Text segment:
%%
A reassuring thought to one who had an unwelcome birthday last week!

March 13, 2009 In the Garden

  • This week’s cold snap is a reminder that summer really has gone for this season and you mustn’t delay on getting the winter vegetables into the ground. You have missed the boat on brussels and main crop carrots, parsnips and leeks but you can still plant all the brassica family, Florence fennel, spinach, peas and winter salad vegies.
  • Make sure you get around to collecting your harvest of onions, pumpkins and anything else that is ready. It doesn’t do them any good left lying in the open, especially with the rains.
  • If you have spare ground in the vegetable garden, sow down a green crop for winter – lupins, oats or rye. Continually cropping the same ground strips out the goodness from the soil and digging in a green crop later is a much better approach to replenishing the fertility and improving the soil texture than relying on artificial fertilisers.
  • Sow annuals for winter and early spring flowering into trays now, if you want an early start. It is much cheaper to buy seed than plants. Annuals such as pansies, poppies and cornflowers are easy to grow from seed but you need to get them started in trays and then transplant them into the garden when they have a bit of size and a good root system.
  • It is very close to your last chance to prune cherry trees and plum trees this season. Don’t leave it any longer because winter pruning makes them vulnerable to disease, particularly silver blight.
%%
Required work:
a) According to the garden column, what disease does winter pruning leave cherry and plum trees especially vulnerable to?
b) Write the next part of the garden column, picking up after its last sentence.
The items after the garden column are separate material.

Data supplied:
%%
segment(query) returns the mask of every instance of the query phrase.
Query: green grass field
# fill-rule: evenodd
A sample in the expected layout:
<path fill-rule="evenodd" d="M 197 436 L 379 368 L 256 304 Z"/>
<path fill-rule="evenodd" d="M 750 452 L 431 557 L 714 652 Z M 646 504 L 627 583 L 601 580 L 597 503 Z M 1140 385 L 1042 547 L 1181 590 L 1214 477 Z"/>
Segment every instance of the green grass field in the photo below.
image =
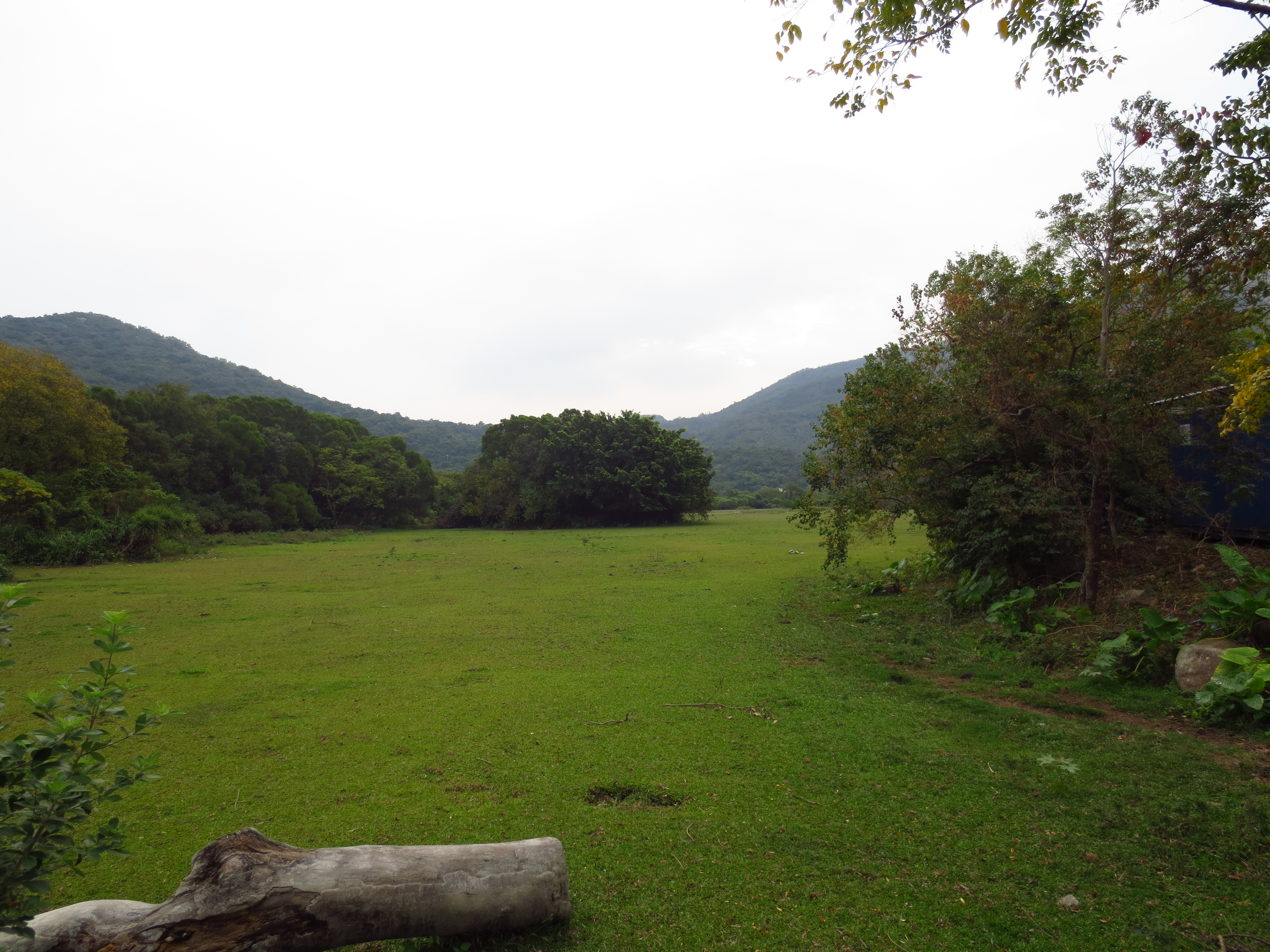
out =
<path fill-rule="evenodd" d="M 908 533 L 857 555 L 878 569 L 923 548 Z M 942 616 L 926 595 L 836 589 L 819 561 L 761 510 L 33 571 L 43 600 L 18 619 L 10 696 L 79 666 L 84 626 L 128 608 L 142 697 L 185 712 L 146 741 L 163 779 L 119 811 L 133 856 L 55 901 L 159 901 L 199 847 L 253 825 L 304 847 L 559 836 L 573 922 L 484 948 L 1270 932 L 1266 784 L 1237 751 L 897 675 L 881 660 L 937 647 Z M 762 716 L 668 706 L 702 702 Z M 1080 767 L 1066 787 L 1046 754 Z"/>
%%
Solved tasks:
a) Silver blight.

b)
  • It is a good time for taking cuttings of easy to root plants such as fuchsias, vireya rhododendrons, many perennials (ones like pinks and carnations which don’t clump) and even hydrangeas. All these can be rooted without special facilities. Select new growth which is firm and doesn’t snap when flexed, make a clean cut at the base, take a sliver off the bottom 2cm of the cutting (two slivers either side for a vireya) and put into potting mix, preferably one without fertiliser added. Not all plants are easy to root. In fact some are extremely difficult and without a home propagation unit (a hotbed) you are unlikely to succeed with most trees, rhododendrons, camellias and the like. Sadly, most fruit trees are budded or grafted and those that are done from cutting are not likely to root easily for the home gardener.
  • Readers who recall the story last year on the local importers of Italian heirloom vegetable seed may be interested to know that their website is now up and running at http://www.italianseedspronto.co.nz. It is the wrong season for all those delectable tomatoes, basil, aubergines and the like (these are crops to sow in spring) but they do have some interesting brassicas, radicchio and finocchio (the latter being fennel bulbs).

The quote for the week comes from the late, great American architect, Frank Lloyd Wright:

A doctor can bury his mistakes but an architect can only advise his client to plant vines.